*Excerpted passage:*
Optical properties[edit]

Reflectivity[edit]

Four different mirrors, showing the difference in reflectivity. Clockwise from upper left: dielectric (80%), aluminum (85%), chrome (25%), and enhanced silver (99.9%). All are first-surface mirrors except the chrome mirror. The dielectric mirror reflects yellow light from the first-surface, but acts like an antireflection coating to purple light, thus produced a ghost reflection of the lightbulb from the second-surface.

The reflectivity of a mirror is determined by the percentage of reflected light per the total of the incident light. The reflectivity may vary with wavelength. All or a portion of the light not reflected is absorbed by the mirror, while in some cases a portion may also transmit through. Although some small portion of the light will be absorbed by the coating, the reflectivity is usually higher for first-surface mirrors, eliminating both reflection and absorption losses from the substrate. The reflectivity is often determined by the type and thickness of the coating. When the thickness of the coating is sufficient to prevent transmission, all of the losses occur due to absorption. Aluminum is harder, less expensive, and more resistant to tarnishing than silver, and will reflect 85 to 90% of the light in the visible to near-ultraviolet range, but experiences a drop in its reflectance between 800 and 900 nm. Gold is very soft and easily scratched, costly, yet does not tarnish. Gold is greater than 96% reflective to near and far-infrared light between 800 and 12000 nm, but poorly reflects visible light with wavelengths shorter than 600 nm (yellow). Silver is expensive, soft, and quickly tarnishes, but has the highest reflectivity in the visual to near-infrared of any metal. Silver can reflect up to 98 or 99% of light to wavelengths as long as 2000 nm, but loses nearly all reflectivity at wavelengths shorter than 350 nm. Dielectric mirrors can reflect greater than 99.99% of light, but only for a narrow range of wavelengths, ranging from a bandwidth of only 10 nm to as wide as 100 nm for tunable lasers. However, dielectric coatings can also enhance the reflectivity of metallic coatings and protect them from scratching or tarnishing. Dielectric materials are typically very hard and relatively cheap, however the number of coats needed generally makes it an expensive process. In mirrors with low tolerances, the coating thickness may be reduced to save cost, and simply covered with paint to absorb transmission.[43]

Surface quality[edit]

Flatness errors, like rippled dunes across the surface, produced these artifacts, distortion, and low image quality in the far field reflection of a household mirror.

Data entries
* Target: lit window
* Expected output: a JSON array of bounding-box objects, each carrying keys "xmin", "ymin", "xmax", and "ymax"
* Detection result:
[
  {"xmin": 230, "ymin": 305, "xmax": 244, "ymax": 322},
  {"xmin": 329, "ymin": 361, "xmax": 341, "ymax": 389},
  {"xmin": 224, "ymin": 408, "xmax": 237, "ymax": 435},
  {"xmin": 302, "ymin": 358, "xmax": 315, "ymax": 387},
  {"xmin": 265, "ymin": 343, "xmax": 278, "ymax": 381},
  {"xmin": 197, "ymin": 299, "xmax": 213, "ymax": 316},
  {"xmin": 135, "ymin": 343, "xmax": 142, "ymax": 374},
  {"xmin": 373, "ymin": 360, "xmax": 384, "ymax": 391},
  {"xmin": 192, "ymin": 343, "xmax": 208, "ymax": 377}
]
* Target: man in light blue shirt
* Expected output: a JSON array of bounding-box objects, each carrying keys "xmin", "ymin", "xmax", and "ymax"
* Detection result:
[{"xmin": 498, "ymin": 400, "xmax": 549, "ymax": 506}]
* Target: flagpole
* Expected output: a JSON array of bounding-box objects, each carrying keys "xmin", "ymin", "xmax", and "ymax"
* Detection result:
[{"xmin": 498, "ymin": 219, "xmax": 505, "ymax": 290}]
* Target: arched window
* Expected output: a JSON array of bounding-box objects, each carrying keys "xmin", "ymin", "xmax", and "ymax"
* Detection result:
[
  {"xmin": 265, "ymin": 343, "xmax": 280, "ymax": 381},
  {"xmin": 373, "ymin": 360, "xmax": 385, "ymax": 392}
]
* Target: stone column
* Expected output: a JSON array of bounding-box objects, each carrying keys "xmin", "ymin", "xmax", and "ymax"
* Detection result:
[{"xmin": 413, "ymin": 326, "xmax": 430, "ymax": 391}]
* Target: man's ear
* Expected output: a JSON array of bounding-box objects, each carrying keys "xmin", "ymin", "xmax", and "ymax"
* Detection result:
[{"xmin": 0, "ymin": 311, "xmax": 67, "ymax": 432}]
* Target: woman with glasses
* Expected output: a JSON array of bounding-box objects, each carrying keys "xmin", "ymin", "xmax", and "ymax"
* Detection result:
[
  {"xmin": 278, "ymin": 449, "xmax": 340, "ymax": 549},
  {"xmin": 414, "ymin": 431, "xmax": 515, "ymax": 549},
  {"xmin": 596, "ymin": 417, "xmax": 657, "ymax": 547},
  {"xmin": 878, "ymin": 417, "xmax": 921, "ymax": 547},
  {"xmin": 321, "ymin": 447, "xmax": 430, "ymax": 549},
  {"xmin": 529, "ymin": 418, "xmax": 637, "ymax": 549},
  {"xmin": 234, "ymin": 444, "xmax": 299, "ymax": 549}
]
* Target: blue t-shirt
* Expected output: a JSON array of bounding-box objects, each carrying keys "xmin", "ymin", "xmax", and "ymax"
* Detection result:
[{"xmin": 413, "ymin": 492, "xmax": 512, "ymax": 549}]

--

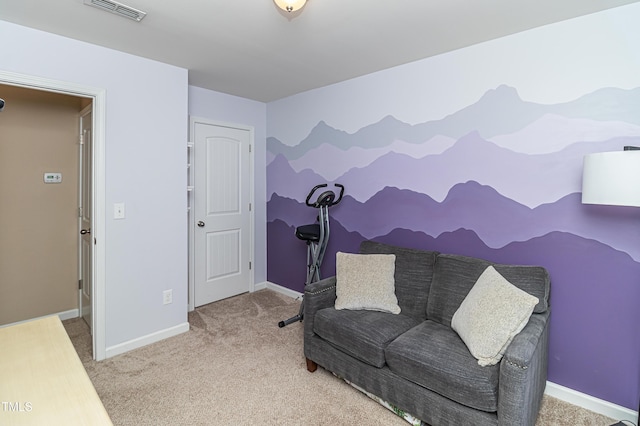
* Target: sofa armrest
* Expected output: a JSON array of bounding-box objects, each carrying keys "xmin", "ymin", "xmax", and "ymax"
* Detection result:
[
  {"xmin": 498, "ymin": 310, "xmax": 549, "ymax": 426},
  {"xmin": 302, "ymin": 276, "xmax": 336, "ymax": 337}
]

*Your task:* Reproduce word for word the part of the passage on mirror reflectivity that starts at "Four different mirrors, showing" and stops after "from the second-surface.".

*Task response:*
Four different mirrors, showing the difference in reflectivity. Clockwise from upper left: dielectric (80%), aluminum (85%), chrome (25%), and enhanced silver (99.9%). All are first-surface mirrors except the chrome mirror. The dielectric mirror reflects yellow light from the first-surface, but acts like an antireflection coating to purple light, thus produced a ghost reflection of the lightbulb from the second-surface.